ARBEITSANWEISUNG 1 — Schreibe aus dem Text über Amazon Music alles von „Knapp ein Jahr“ bis hinunter zu „pro Monat) werden.“ Wort für Wort ab.
ARBEITSANWEISUNG 2 — Führe den Text über Amazon Music nach seinem letzten Satz weiter.

==== TEXTAUSZUG

Ich nenne es evil UX, es gibt allerdings auch schon den verwandten Begriff Dark-Patterns.
Hier noch weitere zwei Beispiele:
Amazon Music
Als Amazon Prime Kunde habe ich auch Zugang zu Amazon Music. Im November 20225 hat Amazon Music die Art verändert, wie man Playlists bedient. Während es vorher möglich war die Titel der Playlist anzuhören (ja, man sollte meinen da gibt es nichts dran zu rütteln), wurde dieser „On Demand“ – Zugriff abgestellt und stattdessen wurden zufallsverteilt andere Songs abgespielt, von denen Amazon der Meinung ist, dass diese zu den selbst-kuratierten Songs eine hohe Ähnlichkeit aufweisen. Im Grunde wurde das Konzept einer Playlist in eine Radio-Station umgeändert. Nun konnte ich also meine Titel nicht mehr anhören und hatte auch keine Möglichkeit die zufälligen Titel in irgendeinerweise zu beeinflussen. Immerhin waren mir noch 6 Skips alle 60 Minuten erlaubt, um wenigstens die – für meinen Geschmack übelsten – Titel überspringen zu können. Man glaubt es kaum: selbst gekaufte Titel konnten nicht mehr angehört werden.
Knapp ein Jahr später, Ende September 2023 ließ Amazon Music dann Gnade walten6 und erlaubte eine (1) eigene Playlist als reine On-Demand-Playlist zu definieren (mit maximal 50 Titeln). Möchte man die On-Demand-Funktion auch für die anderen Playlists wiederhaben, muss man nun Amazon Music Unlimited Kunde (5 € pro Monat) werden.

========
==== GEZEIGTE EINTRÄGE

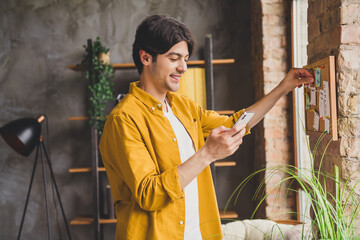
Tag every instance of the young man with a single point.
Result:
(153, 141)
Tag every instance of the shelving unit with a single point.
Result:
(95, 170)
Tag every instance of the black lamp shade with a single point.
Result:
(22, 135)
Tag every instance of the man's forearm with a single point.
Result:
(261, 107)
(192, 167)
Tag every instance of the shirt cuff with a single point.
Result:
(170, 181)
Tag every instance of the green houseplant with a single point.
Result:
(100, 74)
(334, 213)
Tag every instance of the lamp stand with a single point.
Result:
(41, 147)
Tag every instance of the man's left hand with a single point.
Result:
(296, 77)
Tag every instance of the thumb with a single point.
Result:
(219, 130)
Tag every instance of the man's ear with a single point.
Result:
(145, 58)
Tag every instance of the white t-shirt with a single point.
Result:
(186, 149)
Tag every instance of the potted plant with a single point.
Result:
(334, 213)
(100, 73)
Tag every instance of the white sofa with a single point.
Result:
(260, 229)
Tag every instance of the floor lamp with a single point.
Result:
(23, 135)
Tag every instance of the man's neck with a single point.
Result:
(153, 91)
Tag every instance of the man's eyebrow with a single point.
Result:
(177, 54)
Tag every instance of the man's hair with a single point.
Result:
(157, 34)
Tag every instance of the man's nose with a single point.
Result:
(182, 67)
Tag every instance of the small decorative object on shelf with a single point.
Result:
(109, 203)
(100, 73)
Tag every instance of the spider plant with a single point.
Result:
(334, 212)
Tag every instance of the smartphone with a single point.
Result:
(244, 118)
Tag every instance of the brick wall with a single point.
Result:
(334, 29)
(273, 136)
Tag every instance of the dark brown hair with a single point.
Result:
(156, 34)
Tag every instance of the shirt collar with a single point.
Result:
(145, 97)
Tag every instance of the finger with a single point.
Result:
(238, 137)
(303, 73)
(219, 130)
(236, 129)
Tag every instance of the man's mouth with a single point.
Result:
(176, 77)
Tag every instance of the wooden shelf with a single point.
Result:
(89, 220)
(85, 170)
(123, 66)
(225, 164)
(228, 214)
(81, 118)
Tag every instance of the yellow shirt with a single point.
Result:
(140, 153)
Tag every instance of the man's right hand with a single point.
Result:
(223, 142)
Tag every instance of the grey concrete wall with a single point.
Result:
(39, 39)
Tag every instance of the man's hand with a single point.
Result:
(296, 77)
(223, 142)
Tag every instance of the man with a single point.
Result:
(153, 141)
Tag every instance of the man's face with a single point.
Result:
(168, 68)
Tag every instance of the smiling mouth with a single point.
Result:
(176, 77)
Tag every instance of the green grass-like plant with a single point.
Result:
(334, 213)
(100, 76)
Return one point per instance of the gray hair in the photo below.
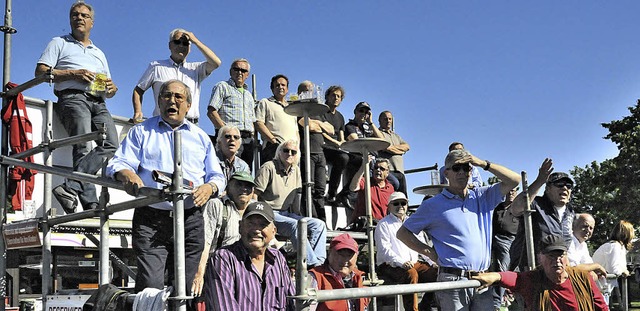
(282, 145)
(165, 85)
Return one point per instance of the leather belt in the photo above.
(458, 272)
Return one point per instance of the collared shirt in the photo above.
(396, 162)
(149, 146)
(281, 124)
(234, 105)
(160, 71)
(460, 228)
(475, 179)
(276, 184)
(239, 286)
(230, 167)
(65, 52)
(578, 253)
(391, 250)
(213, 216)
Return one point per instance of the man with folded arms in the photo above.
(458, 220)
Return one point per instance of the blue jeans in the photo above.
(500, 262)
(465, 299)
(287, 225)
(79, 115)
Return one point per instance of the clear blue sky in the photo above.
(514, 81)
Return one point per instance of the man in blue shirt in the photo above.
(458, 220)
(148, 147)
(82, 82)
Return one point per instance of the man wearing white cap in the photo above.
(395, 260)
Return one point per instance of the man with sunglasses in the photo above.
(275, 125)
(148, 147)
(278, 183)
(176, 67)
(75, 65)
(231, 103)
(396, 262)
(552, 211)
(458, 220)
(227, 145)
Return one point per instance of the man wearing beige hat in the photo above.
(340, 271)
(458, 220)
(395, 260)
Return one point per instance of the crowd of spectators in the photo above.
(232, 216)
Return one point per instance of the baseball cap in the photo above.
(344, 241)
(454, 156)
(559, 176)
(362, 105)
(259, 208)
(552, 243)
(397, 196)
(243, 176)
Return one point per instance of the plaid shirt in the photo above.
(234, 105)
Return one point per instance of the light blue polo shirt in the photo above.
(460, 228)
(65, 52)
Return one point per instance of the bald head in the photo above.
(583, 226)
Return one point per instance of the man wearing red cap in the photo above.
(340, 271)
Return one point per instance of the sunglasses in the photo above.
(561, 184)
(236, 69)
(181, 42)
(289, 151)
(229, 136)
(458, 167)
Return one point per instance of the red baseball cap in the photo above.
(344, 241)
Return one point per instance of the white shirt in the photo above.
(578, 253)
(391, 250)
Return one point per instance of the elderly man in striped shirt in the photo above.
(249, 275)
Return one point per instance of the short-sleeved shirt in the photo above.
(337, 121)
(276, 184)
(460, 228)
(234, 104)
(396, 163)
(65, 52)
(281, 124)
(190, 73)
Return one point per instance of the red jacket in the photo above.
(326, 280)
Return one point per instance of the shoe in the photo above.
(66, 198)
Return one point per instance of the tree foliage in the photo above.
(609, 190)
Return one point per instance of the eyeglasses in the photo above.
(237, 69)
(561, 184)
(289, 151)
(181, 42)
(179, 97)
(78, 14)
(229, 136)
(457, 167)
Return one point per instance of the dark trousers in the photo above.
(152, 241)
(319, 178)
(82, 114)
(338, 160)
(420, 273)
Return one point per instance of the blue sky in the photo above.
(514, 81)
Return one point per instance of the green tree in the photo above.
(609, 190)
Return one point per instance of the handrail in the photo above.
(27, 85)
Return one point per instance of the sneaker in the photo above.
(66, 198)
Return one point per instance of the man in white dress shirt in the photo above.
(396, 262)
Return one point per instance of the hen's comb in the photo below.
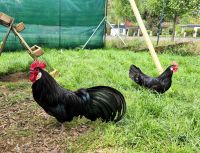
(38, 64)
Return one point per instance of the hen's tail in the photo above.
(134, 72)
(103, 102)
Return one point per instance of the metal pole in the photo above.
(146, 36)
(116, 32)
(94, 33)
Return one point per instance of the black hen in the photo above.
(96, 102)
(159, 84)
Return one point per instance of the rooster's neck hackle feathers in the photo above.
(38, 64)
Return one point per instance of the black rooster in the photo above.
(159, 84)
(96, 102)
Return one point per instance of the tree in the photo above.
(123, 10)
(172, 9)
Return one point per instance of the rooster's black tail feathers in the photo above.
(103, 102)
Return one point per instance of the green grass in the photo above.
(153, 123)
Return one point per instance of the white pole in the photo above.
(146, 36)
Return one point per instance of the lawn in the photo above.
(153, 122)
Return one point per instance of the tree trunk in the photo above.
(174, 27)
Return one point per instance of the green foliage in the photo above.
(189, 32)
(153, 123)
(123, 10)
(198, 33)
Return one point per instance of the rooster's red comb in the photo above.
(38, 64)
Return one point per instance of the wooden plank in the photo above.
(6, 37)
(146, 36)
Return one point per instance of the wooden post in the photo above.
(146, 36)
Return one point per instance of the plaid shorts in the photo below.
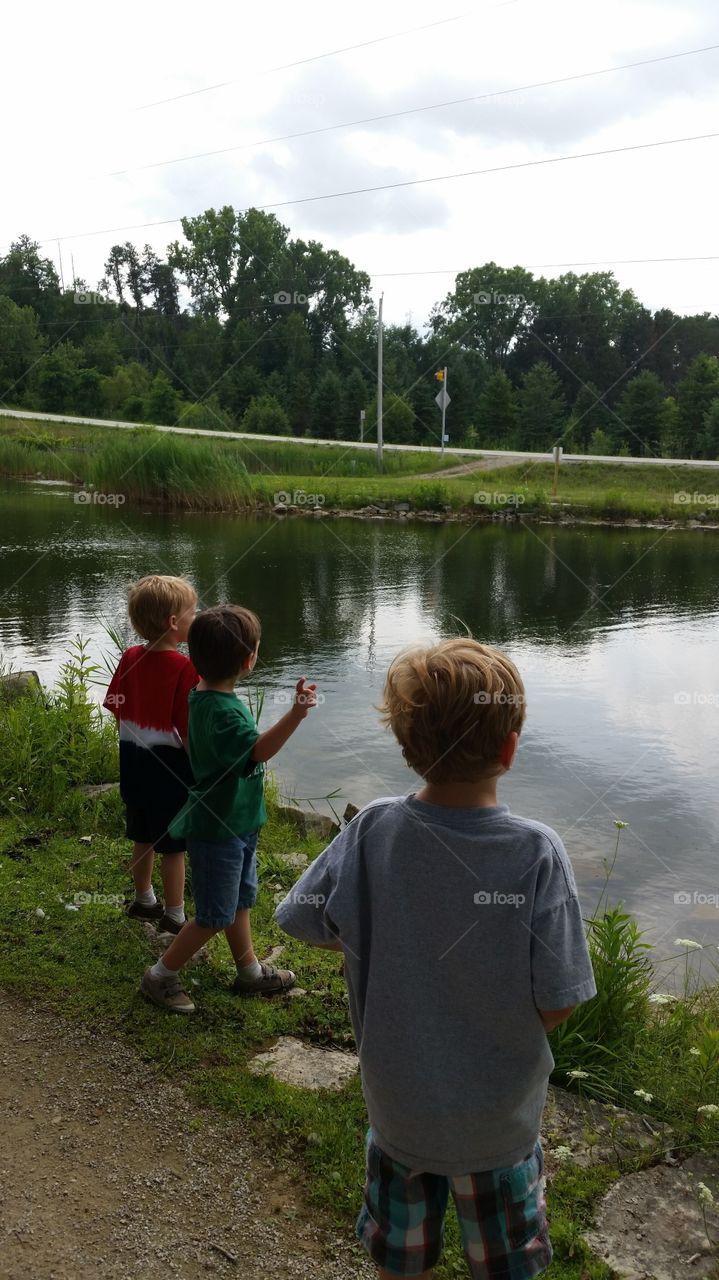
(502, 1216)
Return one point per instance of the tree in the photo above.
(488, 311)
(21, 347)
(497, 411)
(265, 416)
(163, 402)
(328, 406)
(541, 408)
(398, 419)
(710, 438)
(695, 394)
(640, 412)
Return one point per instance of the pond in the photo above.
(613, 629)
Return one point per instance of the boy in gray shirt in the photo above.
(463, 946)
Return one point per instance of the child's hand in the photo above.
(305, 698)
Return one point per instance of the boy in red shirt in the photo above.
(149, 695)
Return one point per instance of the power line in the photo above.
(411, 110)
(315, 58)
(536, 266)
(394, 186)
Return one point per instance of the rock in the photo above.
(306, 1065)
(650, 1223)
(307, 822)
(15, 684)
(297, 860)
(598, 1132)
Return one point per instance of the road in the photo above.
(497, 457)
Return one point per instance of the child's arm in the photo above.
(552, 1018)
(274, 739)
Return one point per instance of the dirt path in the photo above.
(105, 1169)
(467, 467)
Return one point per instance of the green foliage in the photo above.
(51, 743)
(497, 412)
(265, 416)
(540, 407)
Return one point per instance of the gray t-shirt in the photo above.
(457, 926)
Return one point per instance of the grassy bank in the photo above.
(55, 842)
(191, 474)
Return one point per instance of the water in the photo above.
(614, 632)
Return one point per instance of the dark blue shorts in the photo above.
(502, 1215)
(224, 878)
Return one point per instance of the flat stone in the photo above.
(297, 860)
(15, 684)
(598, 1132)
(307, 822)
(650, 1223)
(307, 1066)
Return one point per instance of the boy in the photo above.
(149, 695)
(225, 807)
(463, 946)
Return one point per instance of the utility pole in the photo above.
(380, 410)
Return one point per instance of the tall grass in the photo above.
(151, 466)
(51, 743)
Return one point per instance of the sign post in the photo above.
(443, 400)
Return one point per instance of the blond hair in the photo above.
(154, 600)
(452, 707)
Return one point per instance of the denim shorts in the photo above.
(502, 1215)
(224, 878)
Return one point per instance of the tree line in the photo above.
(243, 327)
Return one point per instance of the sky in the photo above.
(102, 95)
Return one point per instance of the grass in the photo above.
(56, 842)
(225, 475)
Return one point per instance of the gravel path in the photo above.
(106, 1170)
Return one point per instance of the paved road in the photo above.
(505, 456)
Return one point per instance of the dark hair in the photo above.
(221, 639)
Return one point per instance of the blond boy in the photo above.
(463, 946)
(149, 696)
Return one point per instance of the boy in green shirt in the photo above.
(225, 808)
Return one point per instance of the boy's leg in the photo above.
(172, 869)
(401, 1224)
(145, 906)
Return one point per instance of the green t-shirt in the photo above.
(228, 795)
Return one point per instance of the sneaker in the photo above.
(165, 924)
(166, 992)
(138, 912)
(273, 982)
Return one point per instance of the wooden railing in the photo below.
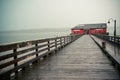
(113, 39)
(14, 57)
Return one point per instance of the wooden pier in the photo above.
(80, 60)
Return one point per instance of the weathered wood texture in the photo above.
(111, 50)
(81, 60)
(113, 39)
(18, 55)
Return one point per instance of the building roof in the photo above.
(88, 26)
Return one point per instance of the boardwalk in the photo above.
(81, 60)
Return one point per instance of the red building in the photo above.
(89, 29)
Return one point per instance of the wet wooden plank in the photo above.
(81, 60)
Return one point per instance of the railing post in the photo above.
(60, 41)
(36, 45)
(15, 57)
(56, 43)
(103, 45)
(48, 45)
(64, 41)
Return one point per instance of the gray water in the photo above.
(7, 37)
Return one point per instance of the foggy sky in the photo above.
(30, 14)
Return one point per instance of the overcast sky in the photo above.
(28, 14)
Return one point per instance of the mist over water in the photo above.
(7, 37)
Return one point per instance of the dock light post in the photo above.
(114, 25)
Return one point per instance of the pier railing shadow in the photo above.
(14, 57)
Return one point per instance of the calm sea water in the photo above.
(8, 37)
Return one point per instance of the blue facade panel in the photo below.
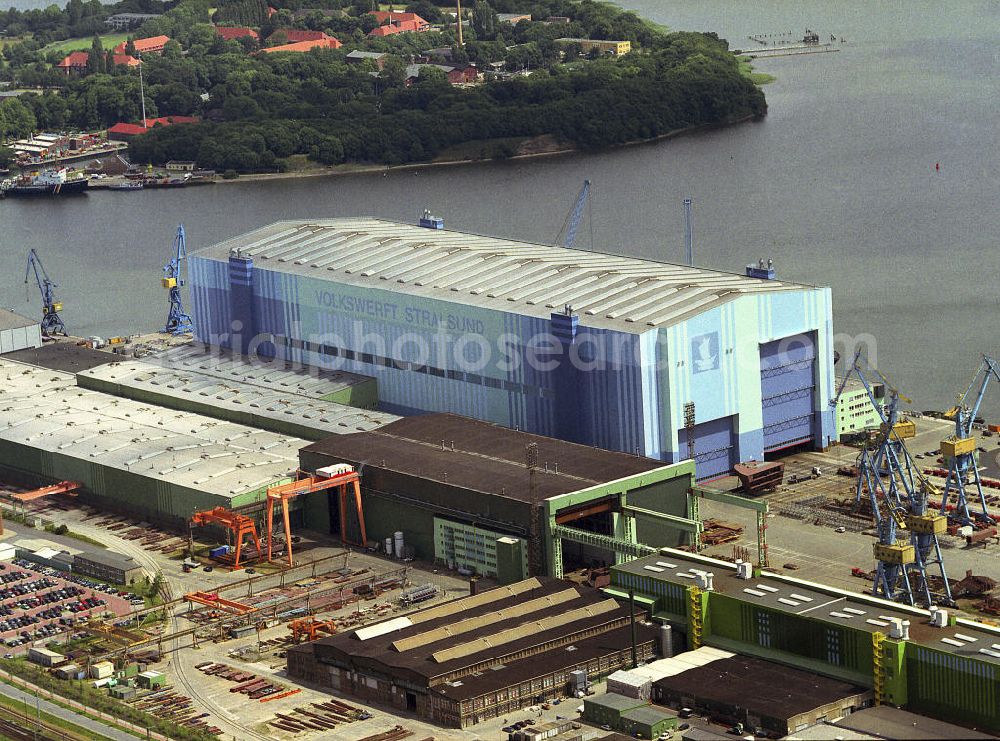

========

AUSGABE 1 —
Knapp ein Jahr später, Ende September 2023 ließ Amazon Music dann Gnade walten6 und erlaubte eine (1) eigene Playlist als reine On-Demand-Playlist zu definieren (mit maximal 50 Titeln). Möchte man die On-Demand-Funktion auch für die anderen Playlists wiederhaben, muss man nun Amazon Music Unlimited Kunde (5 € pro Monat) werden.

AUSGABE 2 —
Die Süddeutsche Zeitung und andere Publisher
Noch ein anderes Beispiel schlechter UX: Ich nutze Google News und sehe da häufig interessante Artikel die mich verleiten die jeweilige Webseite aufzusuchen. Dort angekommen muss mich nicht nur mit den „Allow Notification Permission“-Popups rumschlagen (lehne ich immer ab), sondern erhalte auch einen Cookie-Banner auf dem ich meine Einverständniserklärung zum Auslesen und Verwerten meiner Cookie- und Verhaltensdaten – auch mit Dritten – geben „darf“. Stimme ich dann zu, kann ich direkt über die Developer-Tools sehen, dass mehr als 20 Cookies installiert und ausgelesen werden, also denke ich mir, ok, die Plattform bekommt jetzt also meine Daten, und kann ihren Besuchercount hochtreiben (wichtig für die Vergütung von den Werbetreibenden) aber immerhin kann ich jetzt den Artikel lesen, von dem ich bisher nur Überschrift und einen Abstract gesehen habe.
Pustekuchen: gleich nach dem Cookie-Banner erscheint die Paywall die mich einlädt ein Abonnement abzuschließen, ohne das es keinen Zugang zum Artikel gibt.
Hier hätte ich den Verbesserungsvorschlag entweder auf die Paywall direkt in Google News hinzuweisen, oder spätestens auf der Seite VOR dem Auslesen meiner Daten zu erklären, dass das alles ein Trick war, oder – jetzt mal ganz krass – zu erlauben, dass ich einzelne Artikel via Flattr oder Paypal zahlen kann, ohne mich in ein Abonnement zu zwingen.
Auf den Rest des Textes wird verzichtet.